*Seitenauszug*
□ □ □ □
Bei kognitiv-intellektuell beeinträchtigten Menschen und – eingeschränkt – bei seelisch behinderten findet sich eine gänzlich andere Situation. Sie benötigen Lern-, Arbeits- und Lebensbedingungen, die speziell ihren intellektuellen und neuropsychologischen resp. seelischen Voraussetzungen angepasst sein müssen. Assistenz muss wesentlich weitgehender je nach Ausmaß der Beeinträchtigungen gestaltet sein und betrifft mehr oder weniger alle Lebensbereiche. Schlussfolgerungen für die eine Gruppe können daher nicht bruchlos auf die andere Gruppe übertragen werden, sonst entstehen völlig unrealistische Forderungen. »Barrierefreiheit« z. B. für Menschen mit intellektueller Beeinträchtigung kann es in der modernen Gesellschaft nicht geben! Im konkreten Diskurs muss immer klar sein, um welche »Behinderten-Gruppe« es sich handelt.
Die »Behinderten-Hierarchie«, die sich aus den Feststellungen ableiten lässt, ist aus meiner Sicht eine harte Realität in der modernen Gesellschaft und im übrigen Teil sozialrechtlicher Normen (Eingliederungshilfe, Versorgungsmedizin). Ich denke auch, dass entsprechend real in den sozialen Haltungen und Zuschreibungen eine Wertigkeit der unterschiedlichen Behindertengruppen auszumachen ist, an der die intellektuell beeinträchtigten Menschen an unterster Stelle stehen.
□ □ □ □
(Lokalisierungsdaten mit einem Punkt pro Instanz)
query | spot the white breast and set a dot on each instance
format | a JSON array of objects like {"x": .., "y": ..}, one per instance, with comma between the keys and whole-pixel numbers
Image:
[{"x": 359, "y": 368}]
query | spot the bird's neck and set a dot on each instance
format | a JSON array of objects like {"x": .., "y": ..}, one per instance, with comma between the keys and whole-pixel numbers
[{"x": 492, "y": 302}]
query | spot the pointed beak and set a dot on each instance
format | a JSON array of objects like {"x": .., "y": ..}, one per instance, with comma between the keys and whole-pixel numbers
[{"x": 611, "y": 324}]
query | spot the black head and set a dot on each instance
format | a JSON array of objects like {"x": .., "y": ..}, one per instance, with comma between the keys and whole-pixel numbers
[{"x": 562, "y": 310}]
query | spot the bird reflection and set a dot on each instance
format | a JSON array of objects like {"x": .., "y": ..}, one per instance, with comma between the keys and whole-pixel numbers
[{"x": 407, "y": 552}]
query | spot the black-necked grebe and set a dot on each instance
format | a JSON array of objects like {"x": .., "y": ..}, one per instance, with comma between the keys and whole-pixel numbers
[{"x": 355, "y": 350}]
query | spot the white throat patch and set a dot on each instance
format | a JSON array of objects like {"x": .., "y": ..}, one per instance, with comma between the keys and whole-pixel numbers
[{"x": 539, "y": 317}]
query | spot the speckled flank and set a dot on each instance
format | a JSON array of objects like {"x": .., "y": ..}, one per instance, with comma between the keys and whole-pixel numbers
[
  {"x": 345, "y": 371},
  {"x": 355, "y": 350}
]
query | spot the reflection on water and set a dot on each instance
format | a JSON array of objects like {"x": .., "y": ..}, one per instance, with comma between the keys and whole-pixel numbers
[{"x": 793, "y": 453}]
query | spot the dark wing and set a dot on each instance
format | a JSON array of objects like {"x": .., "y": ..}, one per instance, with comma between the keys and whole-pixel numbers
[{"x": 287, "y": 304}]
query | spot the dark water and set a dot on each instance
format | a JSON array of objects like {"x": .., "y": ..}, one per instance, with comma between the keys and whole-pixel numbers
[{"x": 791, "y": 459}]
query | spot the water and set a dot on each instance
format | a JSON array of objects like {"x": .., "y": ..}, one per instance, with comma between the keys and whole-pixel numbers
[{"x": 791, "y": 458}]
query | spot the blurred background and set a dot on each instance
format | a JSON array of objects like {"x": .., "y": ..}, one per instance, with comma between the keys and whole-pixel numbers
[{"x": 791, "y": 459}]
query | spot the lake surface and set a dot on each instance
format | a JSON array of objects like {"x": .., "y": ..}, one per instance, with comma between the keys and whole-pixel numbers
□ □ □ □
*Aufgaben*
1. Welche Menschen stehen laut dem Auszug über Behindertengruppen an unterster Stelle der Wertigkeit?
2. Schreibe aus dem Auszug über Behindertengruppen den Abschnitt wortgetreu ab, der mit „Bei kognitiv-intellektuell beeinträchtigten“ beginnt und mit „es sich handelt.“ endet.
3. Knüpfe an den letzten Satz des Auszugs über Behindertengruppen an und führe den Text weiter.
Das Material wird für die Bearbeitung nicht gebraucht.

*Lösungen*
1. Die intellektuell beeinträchtigten Menschen.

2.
Bei kognitiv-intellektuell beeinträchtigten Menschen und – eingeschränkt – bei seelisch behinderten findet sich eine gänzlich andere Situation. Sie benötigen Lern-, Arbeits- und Lebensbedingungen, die speziell ihren intellektuellen und neuropsychologischen resp. seelischen Voraussetzungen angepasst sein müssen. Assistenz muss wesentlich weitgehender je nach Ausmaß der Beeinträchtigungen gestaltet sein und betrifft mehr oder weniger alle Lebensbereiche. Schlussfolgerungen für die eine Gruppe können daher nicht bruchlos auf die andere Gruppe übertragen werden, sonst entstehen völlig unrealistische Forderungen. »Barrierefreiheit« z. B. für Menschen mit intellektueller Beeinträchtigung kann es in der modernen Gesellschaft nicht geben! Im konkreten Diskurs muss immer klar sein, um welche »Behinderten-Gruppe« es sich handelt.

3.
Meine Erfahrungen mit diesen Kindern und Jugendlichen stammen aus meiner langjährigen beruflichen Tätigkeit als Kinder- und Jugendpsychiater in ganz unterschiedlichen Zusammenhängen, als Oberarzt in Kliniken, als Leiter eines kinder- und jugendpsychiatrischen Dienstes, als Berater und Supervisor von Förderschulen für geistige Entwicklung (FSGE) und in anderen Kontexten, viele von ihnen auch zusammen mit ihren Familien, ihren Heimbetreuern und Helfern im Rahmen der Eingliederungs- und Jugendhilfe und insbesondere mit ihren Lehrern in den FSGE. Als Lehrender an einer Fachhochschule und als Lehrbeauftragter für Neurologie und Psychiatrie im Studiengang Sonderpädagogik habe ich versucht, diese Erfahrungen den Studierenden der Heilpädagogik und der Sonderpädagogik nahezubringen und ihnen zu zeigen, zu welchen Äußerungsformen diese Kinder und Jugendlichen fähig sind, wie sie ihr Leiden ausdrücken und was man ihnen anbieten sollte, damit es ihnen besser geht, welche Hilfesysteme wofür zuständig sind und wie diese idealerweise gestaltet werden könnten.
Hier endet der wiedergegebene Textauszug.